▶ **Texte présenté**
###
Deux affaires récentes viennent rappeler à quel point le populisme peut s’emparer des bons sentiments. Même et surtout quand il s’agit de jouer avec des gens qui se veulent gentils pour bien les manipuler. Par exemple quand il s’agit de défendre les droits des femmes, cas que nous allons voir, comme, en d’autres circonstances, la cause animale. Le sirupeux se mélange au sordide pour étouffer toute raison.
La première de ces affaires est celle du Burkini. La deuxième celle de l’éventuelle libération très anticipée d’une assassin, l’affaire Jacqueline Sauvage.
Les paradoxes du burkini
Très régulièrement, les intégristes de tous poils plaident, assez curieusement, pour la tolérance. Catholibans, sionistes et salafistes n’ont pas de leçons à se donner entre eux : ils adoptent souvent la même stratégie. Dans le cas d’espèce, il s’agit des intégristes musulmans qui plaident pour la tolérance à l’égard d’une pratique assez curieuse au XXIème siècle : le maillot de bain burka, baptisé ironiquement Burkini. En gros, il s’agit de bien voiler la femme, même à la plage. Auparavant, une crise similaire a éclaté, il y a plus de vingt ans, sur la tolérance du voile lui-même puis de la burka. Un modus vivendi s’est installé : interdiction absolue pour les fonctionnaires et dans les écoles, tolérance d’un voile ne couvrant pas le visage dans les autres cas.
Le résultat est simple : aujourd’hui, dans de nombreux cas, une femme considérée comme musulmane (en gros : immigrée un peu bronzée) non-voilée est harcelée par les intégristes, souvent traitée de putain, voire pire. Cela plaide pour une rigueur absolue et un refus du voile tout autant absolu. Demain, la généralisation du Burkini pourrait autant s’imposer à cause du harcèlement, au moins chez les personnes ayant un certain bronzage naturel.
###
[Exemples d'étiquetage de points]
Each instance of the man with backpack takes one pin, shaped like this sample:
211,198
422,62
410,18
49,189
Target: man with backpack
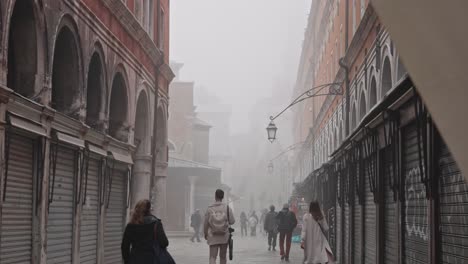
286,223
218,219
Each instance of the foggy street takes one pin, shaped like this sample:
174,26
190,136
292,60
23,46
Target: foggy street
246,251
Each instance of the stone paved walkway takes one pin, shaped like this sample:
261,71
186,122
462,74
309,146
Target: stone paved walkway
246,251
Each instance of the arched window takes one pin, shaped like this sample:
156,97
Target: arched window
118,127
22,49
373,93
66,74
386,77
95,87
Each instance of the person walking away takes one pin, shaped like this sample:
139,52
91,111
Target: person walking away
313,239
271,228
286,223
195,223
244,222
141,234
253,221
216,228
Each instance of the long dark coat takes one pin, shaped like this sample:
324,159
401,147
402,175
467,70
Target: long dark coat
138,241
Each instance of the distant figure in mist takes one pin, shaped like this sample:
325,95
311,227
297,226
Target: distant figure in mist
286,223
218,217
253,222
313,239
244,223
195,223
271,228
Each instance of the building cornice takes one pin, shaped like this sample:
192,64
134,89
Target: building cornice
134,29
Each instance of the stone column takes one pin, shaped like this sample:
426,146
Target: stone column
141,178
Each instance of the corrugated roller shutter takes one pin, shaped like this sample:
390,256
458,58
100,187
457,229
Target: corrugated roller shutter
390,216
115,217
370,223
416,235
60,220
17,211
346,234
357,236
90,216
453,201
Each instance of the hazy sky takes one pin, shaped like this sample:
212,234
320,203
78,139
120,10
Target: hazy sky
238,49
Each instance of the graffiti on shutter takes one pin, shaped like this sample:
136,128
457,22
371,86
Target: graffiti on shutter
416,235
17,211
453,201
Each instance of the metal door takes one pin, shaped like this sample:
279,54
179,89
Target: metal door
390,216
453,202
115,217
61,210
415,207
17,211
90,214
370,221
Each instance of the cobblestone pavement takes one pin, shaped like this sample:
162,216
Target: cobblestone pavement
246,251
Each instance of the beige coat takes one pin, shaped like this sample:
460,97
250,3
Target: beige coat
315,242
214,239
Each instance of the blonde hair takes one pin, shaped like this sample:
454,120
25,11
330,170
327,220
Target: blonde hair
142,209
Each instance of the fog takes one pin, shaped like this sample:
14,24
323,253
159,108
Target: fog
242,57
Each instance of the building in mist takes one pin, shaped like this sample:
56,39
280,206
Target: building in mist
374,160
81,85
192,180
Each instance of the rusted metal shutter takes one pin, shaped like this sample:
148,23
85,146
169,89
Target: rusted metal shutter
61,210
17,211
453,202
90,214
115,217
369,222
415,207
390,216
357,218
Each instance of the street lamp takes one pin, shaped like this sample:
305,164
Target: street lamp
334,89
271,130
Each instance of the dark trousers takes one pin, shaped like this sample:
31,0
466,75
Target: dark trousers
284,235
244,230
196,234
272,235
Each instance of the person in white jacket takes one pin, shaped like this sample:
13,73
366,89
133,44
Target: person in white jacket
315,244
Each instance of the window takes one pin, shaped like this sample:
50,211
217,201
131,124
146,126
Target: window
161,30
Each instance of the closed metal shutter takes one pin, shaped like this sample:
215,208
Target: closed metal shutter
390,217
453,202
415,222
370,223
17,211
357,233
115,217
90,215
60,220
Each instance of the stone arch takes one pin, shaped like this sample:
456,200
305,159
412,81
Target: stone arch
67,70
96,88
24,49
386,82
161,135
142,124
362,105
118,106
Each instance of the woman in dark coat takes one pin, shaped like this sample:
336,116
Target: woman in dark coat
143,231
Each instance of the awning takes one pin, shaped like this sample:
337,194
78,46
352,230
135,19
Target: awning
69,139
121,157
97,150
27,125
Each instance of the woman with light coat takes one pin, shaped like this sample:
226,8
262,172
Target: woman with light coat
315,244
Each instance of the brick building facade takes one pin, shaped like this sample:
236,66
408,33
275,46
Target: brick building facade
83,110
390,188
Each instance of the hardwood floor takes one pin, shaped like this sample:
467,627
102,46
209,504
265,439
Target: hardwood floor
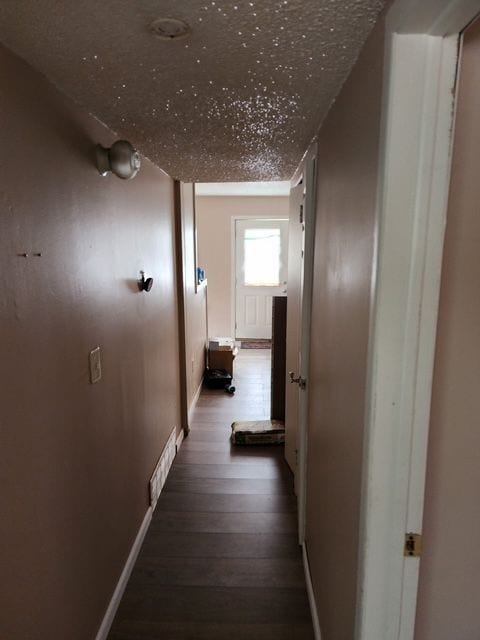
221,560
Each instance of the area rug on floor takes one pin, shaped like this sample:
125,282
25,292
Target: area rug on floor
258,432
256,344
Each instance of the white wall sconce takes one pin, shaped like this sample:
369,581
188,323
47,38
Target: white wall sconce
121,158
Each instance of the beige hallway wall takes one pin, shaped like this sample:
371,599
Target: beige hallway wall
449,594
215,216
76,458
347,185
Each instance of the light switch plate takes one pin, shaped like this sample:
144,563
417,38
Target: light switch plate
95,365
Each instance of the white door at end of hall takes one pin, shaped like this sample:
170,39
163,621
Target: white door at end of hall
261,255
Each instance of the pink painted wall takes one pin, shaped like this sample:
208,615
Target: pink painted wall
347,184
76,458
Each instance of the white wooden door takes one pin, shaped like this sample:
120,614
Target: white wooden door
261,257
295,271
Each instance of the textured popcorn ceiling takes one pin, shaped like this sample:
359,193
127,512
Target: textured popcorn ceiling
238,99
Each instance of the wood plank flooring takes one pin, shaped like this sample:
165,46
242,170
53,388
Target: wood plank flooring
221,560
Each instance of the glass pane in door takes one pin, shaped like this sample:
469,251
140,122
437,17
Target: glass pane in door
262,257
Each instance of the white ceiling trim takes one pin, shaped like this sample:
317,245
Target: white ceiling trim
279,188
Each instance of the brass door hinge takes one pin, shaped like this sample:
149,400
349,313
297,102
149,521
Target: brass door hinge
413,545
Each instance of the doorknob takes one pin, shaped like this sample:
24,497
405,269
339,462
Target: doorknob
302,383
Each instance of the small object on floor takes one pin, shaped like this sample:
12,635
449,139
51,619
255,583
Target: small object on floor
258,432
217,378
260,343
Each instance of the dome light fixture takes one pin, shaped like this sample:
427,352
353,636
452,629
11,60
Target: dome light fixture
169,28
121,158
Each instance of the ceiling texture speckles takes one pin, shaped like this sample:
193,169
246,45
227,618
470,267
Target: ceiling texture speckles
238,98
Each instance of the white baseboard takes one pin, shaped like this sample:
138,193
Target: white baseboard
193,404
311,595
179,440
125,575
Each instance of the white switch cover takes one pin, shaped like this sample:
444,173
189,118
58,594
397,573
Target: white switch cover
95,366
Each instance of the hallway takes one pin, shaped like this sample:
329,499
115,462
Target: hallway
221,558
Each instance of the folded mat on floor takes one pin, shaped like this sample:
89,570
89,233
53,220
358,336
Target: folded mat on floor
258,432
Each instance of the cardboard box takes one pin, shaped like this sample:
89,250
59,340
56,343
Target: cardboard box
221,344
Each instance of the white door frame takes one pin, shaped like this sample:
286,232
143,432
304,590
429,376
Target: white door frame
415,157
233,266
266,290
309,173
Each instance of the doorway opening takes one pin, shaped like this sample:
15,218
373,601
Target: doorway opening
261,262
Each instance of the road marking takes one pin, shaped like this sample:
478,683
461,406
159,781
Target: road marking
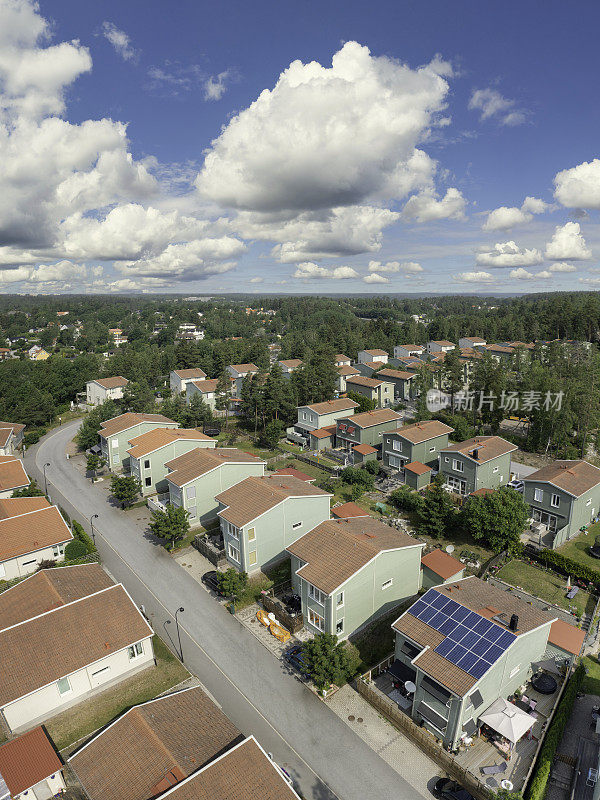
189,635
###
▶ **Consigne**
Poursuivez le texte sur le burkini et l'affaire Jacqueline Sauvage à partir de sa dernière phrase.

▶ **Résultat**
Mais, et c’est là que l’on se retrouve face à une contradiction, peut-on obliger une femme à être libre et à refuser la soumission dont le voile ou, pire, la burka sont le symbole ? Les salafistes ont beau jeu de rappeler que, jadis, au début du vingtième siècle, les femmes se voilaient aussi en Occident ou avaient des maillots de bain très couvrants proches du burkini. De là à considérer que l’interdiction du burkini est du racisme anti-musulmans… La faiblesse du raisonnement tient évidemment dans le combat féministe qui a eu lieu au vingtième siècle. L’égalité hommes-femmes est actée, au moins dans les textes, en Occident. Et c’est ce combat qui est repris par les Salafistes, pour faire perdre de nouveau les femmes.
Mais, répétons le problème, le dilemme, la contradiction dans les termes : peut-on forcer à être libre ? La soumission acceptée par une femme fait-elle partie de sa propre liberté ? Beau sujet pour un vrai débat politique ou une épreuve de philosophie du baccalauréat. Et qu’on peut aussi retrouver, quelque part, dans les cas de violences conjugales « acceptées » durant des années.
Nier la responsabilité des femmes, c’est nier leur égalité
La deuxième affaire joue encore plus sur le sordide. Nous partons bien sûr du principe qu’une femme est libre, donc autant responsable de ses actes qu’un homme. Elle est libre, donc elle peut porter plainte, divorcer, requérir la protection de la Loi qui lui est largement accordée.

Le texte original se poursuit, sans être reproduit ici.